══ The input ══

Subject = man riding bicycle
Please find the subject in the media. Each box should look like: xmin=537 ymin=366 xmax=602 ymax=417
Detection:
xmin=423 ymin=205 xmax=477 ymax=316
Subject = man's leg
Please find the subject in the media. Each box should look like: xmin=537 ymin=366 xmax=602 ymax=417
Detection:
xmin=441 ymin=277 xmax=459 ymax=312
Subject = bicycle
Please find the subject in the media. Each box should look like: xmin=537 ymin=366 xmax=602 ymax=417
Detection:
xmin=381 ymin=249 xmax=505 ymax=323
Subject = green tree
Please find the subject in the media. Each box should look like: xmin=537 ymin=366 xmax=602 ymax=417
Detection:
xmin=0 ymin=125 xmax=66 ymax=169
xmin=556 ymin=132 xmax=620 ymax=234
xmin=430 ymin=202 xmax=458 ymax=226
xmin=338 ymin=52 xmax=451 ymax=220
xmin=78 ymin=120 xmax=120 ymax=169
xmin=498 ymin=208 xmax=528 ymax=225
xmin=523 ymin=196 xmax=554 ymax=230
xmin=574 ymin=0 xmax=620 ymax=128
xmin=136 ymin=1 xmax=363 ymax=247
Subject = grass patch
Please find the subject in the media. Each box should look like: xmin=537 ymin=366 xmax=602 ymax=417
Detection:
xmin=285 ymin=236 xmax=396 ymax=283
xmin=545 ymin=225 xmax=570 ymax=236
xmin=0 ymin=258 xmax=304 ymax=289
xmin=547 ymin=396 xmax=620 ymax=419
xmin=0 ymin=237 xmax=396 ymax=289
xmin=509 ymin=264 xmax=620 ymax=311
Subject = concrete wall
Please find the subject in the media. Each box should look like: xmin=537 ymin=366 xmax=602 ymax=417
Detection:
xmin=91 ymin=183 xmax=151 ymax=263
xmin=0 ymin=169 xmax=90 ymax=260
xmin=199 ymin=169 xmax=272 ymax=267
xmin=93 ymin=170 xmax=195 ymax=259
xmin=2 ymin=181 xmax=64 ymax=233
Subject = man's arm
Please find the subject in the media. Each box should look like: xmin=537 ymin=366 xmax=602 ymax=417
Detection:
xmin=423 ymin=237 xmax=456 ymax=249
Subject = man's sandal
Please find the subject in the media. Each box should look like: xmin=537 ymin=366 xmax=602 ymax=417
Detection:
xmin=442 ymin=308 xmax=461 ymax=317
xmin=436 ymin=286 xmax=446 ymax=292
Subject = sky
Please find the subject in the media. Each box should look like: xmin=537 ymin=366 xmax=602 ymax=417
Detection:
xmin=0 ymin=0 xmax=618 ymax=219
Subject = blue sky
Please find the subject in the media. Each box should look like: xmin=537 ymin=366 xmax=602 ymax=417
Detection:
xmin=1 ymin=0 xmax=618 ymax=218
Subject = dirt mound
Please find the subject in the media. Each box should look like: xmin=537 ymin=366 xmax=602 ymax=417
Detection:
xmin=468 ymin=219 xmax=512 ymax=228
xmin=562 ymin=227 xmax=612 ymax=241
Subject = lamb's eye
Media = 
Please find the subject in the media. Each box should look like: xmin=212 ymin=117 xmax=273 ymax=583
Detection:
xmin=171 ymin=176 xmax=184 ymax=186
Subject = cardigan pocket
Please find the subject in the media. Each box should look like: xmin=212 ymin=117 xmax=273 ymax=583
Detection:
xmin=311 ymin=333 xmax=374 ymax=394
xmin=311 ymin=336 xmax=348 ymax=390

═══

Above are records; repeat only the lines starting at the line with "Subject = man's leg" and ending at the line with "Subject = bicycle", exactly as they appear, both included.

| Answer for the task |
Subject = man's leg
Please find the subject in the media. Each box should look like: xmin=537 ymin=366 xmax=602 ymax=417
Detection:
xmin=441 ymin=277 xmax=459 ymax=312
Subject = bicycle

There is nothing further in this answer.